Exercise directions: Every entry must be repeated exactly. Exclude all pictures.

Task material:
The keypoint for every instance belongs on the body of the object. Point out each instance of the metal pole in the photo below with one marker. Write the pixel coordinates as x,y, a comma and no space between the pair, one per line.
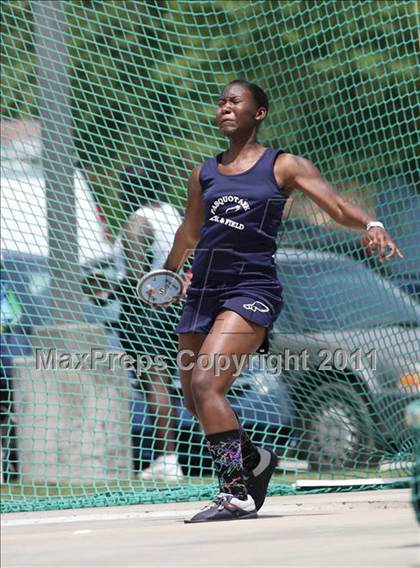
53,73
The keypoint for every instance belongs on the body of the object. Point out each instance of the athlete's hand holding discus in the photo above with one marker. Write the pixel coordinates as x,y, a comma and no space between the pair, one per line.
233,215
163,287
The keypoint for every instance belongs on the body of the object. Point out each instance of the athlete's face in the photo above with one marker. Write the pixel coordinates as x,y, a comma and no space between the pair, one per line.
237,110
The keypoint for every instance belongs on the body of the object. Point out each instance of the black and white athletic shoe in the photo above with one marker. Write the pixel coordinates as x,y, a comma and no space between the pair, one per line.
258,479
226,507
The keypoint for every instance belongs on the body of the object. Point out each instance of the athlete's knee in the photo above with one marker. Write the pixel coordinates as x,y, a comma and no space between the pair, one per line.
204,385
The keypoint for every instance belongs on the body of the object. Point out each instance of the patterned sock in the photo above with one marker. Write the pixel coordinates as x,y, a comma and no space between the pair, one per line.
225,450
250,454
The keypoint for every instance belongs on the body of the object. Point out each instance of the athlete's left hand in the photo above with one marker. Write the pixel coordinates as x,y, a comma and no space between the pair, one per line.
378,240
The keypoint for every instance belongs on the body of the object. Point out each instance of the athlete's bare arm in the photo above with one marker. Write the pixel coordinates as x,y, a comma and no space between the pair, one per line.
293,172
188,233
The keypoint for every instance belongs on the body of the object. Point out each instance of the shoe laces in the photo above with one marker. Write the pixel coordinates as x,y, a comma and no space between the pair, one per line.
220,500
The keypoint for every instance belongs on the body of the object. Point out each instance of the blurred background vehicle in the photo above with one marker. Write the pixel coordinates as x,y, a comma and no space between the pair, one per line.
351,399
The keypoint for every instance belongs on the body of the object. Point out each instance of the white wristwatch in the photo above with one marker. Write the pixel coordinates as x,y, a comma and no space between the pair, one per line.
372,224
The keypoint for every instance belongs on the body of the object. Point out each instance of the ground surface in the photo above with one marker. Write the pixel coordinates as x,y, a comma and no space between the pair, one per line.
374,529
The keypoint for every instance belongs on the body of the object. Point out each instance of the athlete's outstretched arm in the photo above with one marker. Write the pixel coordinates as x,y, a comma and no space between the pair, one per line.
188,233
294,172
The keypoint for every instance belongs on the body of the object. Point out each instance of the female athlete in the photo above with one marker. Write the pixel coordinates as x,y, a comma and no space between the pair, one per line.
233,214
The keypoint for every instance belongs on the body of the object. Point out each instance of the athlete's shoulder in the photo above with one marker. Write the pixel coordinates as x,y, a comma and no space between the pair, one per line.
290,162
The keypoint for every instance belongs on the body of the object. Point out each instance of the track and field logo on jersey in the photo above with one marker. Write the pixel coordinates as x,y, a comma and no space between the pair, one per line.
256,306
226,206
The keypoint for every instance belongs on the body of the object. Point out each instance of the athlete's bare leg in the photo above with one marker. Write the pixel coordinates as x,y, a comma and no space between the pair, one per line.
193,343
205,393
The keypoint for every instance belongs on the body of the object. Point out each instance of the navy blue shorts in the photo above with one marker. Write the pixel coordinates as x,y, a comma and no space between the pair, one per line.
258,301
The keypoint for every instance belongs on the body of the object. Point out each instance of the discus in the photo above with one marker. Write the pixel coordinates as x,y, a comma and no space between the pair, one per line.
159,287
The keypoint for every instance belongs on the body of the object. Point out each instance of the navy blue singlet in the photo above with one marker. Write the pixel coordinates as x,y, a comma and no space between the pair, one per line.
242,218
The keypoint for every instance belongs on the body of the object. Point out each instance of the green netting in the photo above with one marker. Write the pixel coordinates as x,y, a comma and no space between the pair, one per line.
98,94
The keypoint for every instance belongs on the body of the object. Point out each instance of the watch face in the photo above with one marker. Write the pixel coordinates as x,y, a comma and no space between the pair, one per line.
159,287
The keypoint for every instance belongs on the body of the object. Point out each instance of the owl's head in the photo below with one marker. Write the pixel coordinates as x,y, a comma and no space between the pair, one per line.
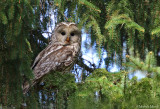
66,33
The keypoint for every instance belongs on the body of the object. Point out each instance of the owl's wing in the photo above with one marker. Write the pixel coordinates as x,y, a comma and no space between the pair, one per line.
53,57
56,58
40,55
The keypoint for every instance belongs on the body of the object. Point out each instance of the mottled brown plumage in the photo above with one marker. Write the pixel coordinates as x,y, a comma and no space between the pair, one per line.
59,55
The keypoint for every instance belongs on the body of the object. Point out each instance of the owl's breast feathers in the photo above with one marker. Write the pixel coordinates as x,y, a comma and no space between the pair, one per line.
56,57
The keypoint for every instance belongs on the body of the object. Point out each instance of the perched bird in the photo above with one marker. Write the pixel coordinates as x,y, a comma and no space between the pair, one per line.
60,55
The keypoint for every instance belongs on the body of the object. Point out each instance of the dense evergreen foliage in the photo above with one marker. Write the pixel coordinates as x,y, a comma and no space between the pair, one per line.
128,30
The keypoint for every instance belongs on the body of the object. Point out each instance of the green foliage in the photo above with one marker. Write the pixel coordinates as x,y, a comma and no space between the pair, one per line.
115,26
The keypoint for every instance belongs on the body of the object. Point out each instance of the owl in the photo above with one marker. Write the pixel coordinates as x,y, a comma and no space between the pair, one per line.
60,55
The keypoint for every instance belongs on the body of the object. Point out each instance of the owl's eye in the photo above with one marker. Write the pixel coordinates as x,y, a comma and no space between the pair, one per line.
63,33
72,34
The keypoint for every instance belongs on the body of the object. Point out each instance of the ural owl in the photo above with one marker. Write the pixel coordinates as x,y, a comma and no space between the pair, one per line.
59,55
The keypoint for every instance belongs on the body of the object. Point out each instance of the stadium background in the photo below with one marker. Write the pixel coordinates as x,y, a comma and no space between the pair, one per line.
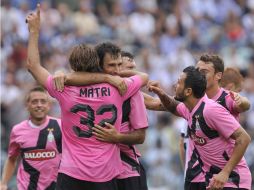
164,35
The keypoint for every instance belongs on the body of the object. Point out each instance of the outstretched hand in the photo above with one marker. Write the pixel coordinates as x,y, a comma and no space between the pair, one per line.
33,20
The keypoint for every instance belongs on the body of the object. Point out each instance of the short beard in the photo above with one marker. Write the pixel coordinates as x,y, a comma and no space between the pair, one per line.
180,99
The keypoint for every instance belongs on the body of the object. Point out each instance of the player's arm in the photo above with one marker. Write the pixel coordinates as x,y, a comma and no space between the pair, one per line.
85,78
153,103
182,151
33,58
129,73
168,102
8,171
242,140
242,103
110,134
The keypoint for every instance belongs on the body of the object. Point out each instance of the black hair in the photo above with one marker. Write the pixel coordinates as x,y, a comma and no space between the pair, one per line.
107,47
216,60
127,54
195,80
84,58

Full response:
The keypoint for every instance belongs on the body of the object. Point out each instance of the metal pole in the photo below with one marker. Write the pixel coordinates as x,y, a comma and no space between the pair, one per line.
53,73
The keypoint for every instance belongs on the body of the object. Point out each instance of the athlete's hand holding discus in the photo above with one marker. Write the pixel coordinates as x,y, a comma and no space between the pair, one per line.
233,215
163,287
The keypoint for every instance belongs on the body of the object. Point out each instance of the athlete's face in the photo above with one marker. Write the pixel coordinates as x,y, a comma and no space between the pair, one per line.
237,110
The keypoint for every instance belongs on the body of the object. Point out each instance of the black and white athletic shoe in the photo above with one marker. Write the pixel coordinates as x,y, a comma and no space between the pair, one per line.
258,479
226,507
The keypoint for every instance belongs on the body of the object. Point out each instance of the athlete's knee in the photo above with one marker. Write the pixel coordinates as x,y, a comma and no space between the pair, one per line.
204,385
The keypoint for every instance belongs on the body of the object. Point out each instance of the patterned sock in the photo above with one marker. Write the pixel coordinates as x,y, a comma and no space between the pair, one per line.
225,450
250,454
The keypoint for every instance belongs on the body of the object. Point out each instance of the athlete's left hand in the photo above with one marker. Write the pixel coordinates as x,y, a comma and no space between the pair, one per line.
378,240
The keypoint for every instance belongs on the body of the object. Point out each instance of the athlete's bare arm in the photo above with one marker. Write the pixel coordinates as x,y, a comma and no space between the pair, one per line.
293,172
188,233
The keypoint for every instance belongs on the body of the object. Point out each instance of the shoe laces in the photo above with one marker. Write the pixel coordinates as x,y, a comma and no space between the pair, one per line.
220,500
The keypoint for every instance belongs on the body of the object. Point out each instance of the blurred background vehicle in the photo above with one marker. Write the pixel coordinates as x,y, a comma and no space between the pair, one per line.
351,399
The keypoint for every instance belongs on the body of the object. Point out each instance of the white wristwatch in the photo above with one marker. Write the pixel coordinates as x,y, a comma and no space between the pair, one per line.
372,224
The keypoint for every instance belongs on the body of the object. Point out each instance of the ground surface in the photo above with one marker. Write the pixel coordinates as x,y, a comma and no space between the pair, one per line.
374,529
The keypoint for every instance belongs on the body of the object. Point out each instance of the athlete's outstretched arm in the photo above with one marker. Write the pixel coordinates as x,y, a comma and no space between the pair, one per line.
188,233
294,172
The keypoint for every instance belongs on the body of the object. Point out each instance of the female athlete in the photo above with one marker. Write the pixel coordinates as x,y, a comma and no space between the pair, one per line.
233,214
The keypoint for every instance belongs on the body of the object. Point out each instance of the athlete's shoulder in the photo above with one marker. Write the pixel coordinates as x,y, a comma and no space between the pair, one per line.
290,162
The keypoint for every instance belongs on the body of the object. Point out each instance of the track and field logo on jersey in the photo above with one marker. Write the pixel coordinates as x,y, a comma and no space between the pair, one per line.
256,306
226,206
The keypoint for every instance belongs on the body of the object. Point out each instance of the athlete's bare leg in the photo above with one marker. Write the pixel coordinates as x,y, a comma and no space between the pair, one per line.
193,343
205,393
The keypoint for every instance belongs on the body of the object. Point out each instance of the navy blue shorts in the photo above with one marker. Write the pixel coordinates as x,y, a comma and no space between the pair, one per line.
258,301
The keypoint for every instance belongs on the body of the object. Point out each instance of the discus in the photo above with one marker. Write the pixel coordinates as x,y, a comma and no space between the pair, one per line.
159,287
The keypoint for every instance belongs on the body of the object. Point out each instance of the navy blue singlet in the photo above with one marker. Write the pixel coordinates as x,y, a comma and no space between the pair, one per line.
242,218
The keypoint for every instance belongs on the body of the object. Point out each instance of the green netting in the photo above with one marker. Write the pixel coordinates as x,y, a comma and no space between the pair, one per line.
98,94
The keypoint for every instance belongs on the body of the object. Point out each instance of the watch face in the photo above with one marker. Write the pixel coordinates as x,y, a comma and no space between the pair, one per line.
159,287
The keypoint for every instance belongs on the body of the object. Point out each instance of the owl's head in the photo below with one marker. Write the pixel coordinates as x,y, a comma and no space between the pair, one per line.
66,33
The keypoint for every instance belongs on the body of the object. Point out each instance of the owl's wing in the photo above with one marker. Write the pixel coordinates as x,y, a comma and no space between the pair, one per line.
53,57
56,58
40,55
The keypoint for every instance belongs on the body of the object. Point out each instance of the mottled brown plumage in the photo above with one marker. Write the pixel coordinates as x,y, a comma and no space between the pair, one per line.
59,55
The keypoint for every instance belongs on the body of the object. Point out each instance of the owl's breast feathers in the photo above with one marker. Write the pixel coordinates as x,y, a comma and no space between the pair, one per line.
56,57
The keypoint for every instance belongs on the body of the object. Point out each instance of the perched bird in the photo above with one marker. Write the pixel coordinates as x,y, a comma and no space between the pair, one per line.
60,55
The keypoint for every instance belongs on the body of the object. Point out each instance of the dense evergreen foliage in the photo above with one marker. Write the pixel coordinates as x,y, a comma and no space between the pair, one per line.
128,30
The keypoint for every instance belongs on the body of the object. Point out each instance of the green foliage in the photo above with one marker. Write the pixel coordinates as x,y, a comma and no space between the pair, one per line.
115,26
The keypoint for every instance belongs on the body of the object. Point out each instance of the owl in the photo above with one marker. Write the pixel coordinates as x,y, a comma and no space between the pair, one per line.
60,55
The keypoint for every instance belongs on the body of the object. Point out each instance of the owl's eye in the photo above with one marker. Write the pixel coordinates as x,y, a comma and no space between the pair, one per line.
63,33
72,34
The keypoint for every instance belongs on the body of the object. Point out each instance of the ural owl in the photo above with one marker. Write the pixel coordinates as x,y, a comma and no space between the pair, one per line.
59,55
The keypoint for every instance belongs on the body of the object. Point out each instance of the stadium background in the photo below with one marker. Write the pixel coordinates as x,y, a comma and no space between the pair, one per line.
164,35
The keypoint for every instance belongs on the body of the object. Point out each instance of the outstretched hand in the photo above with one marker. Write the pixel coordinates as x,y, a comma and no space between the pair, one per line.
33,20
The keypoint for every instance belongs on the body of the object. Point out each instance of the short beard in the photo above with one marker. Write the pixel coordinates as x,y, a comma and no space between the pair, one per line.
180,99
The keypoint for every instance belongs on the body of the object. Point out each instance of the player's arm in the photo above with one marker. Write the pixel coordinates as x,y, a comma and no space between the pair, one per line.
85,78
153,103
182,151
33,58
129,73
168,102
8,171
242,140
242,103
110,134
The keypoint for every instance belongs on the body of the object. Point out each instance of the black hair in the photo above with one marker. Write the pixel coordinates as x,y, a comma and no space between the pair, one per line.
107,47
216,60
127,54
195,80
84,58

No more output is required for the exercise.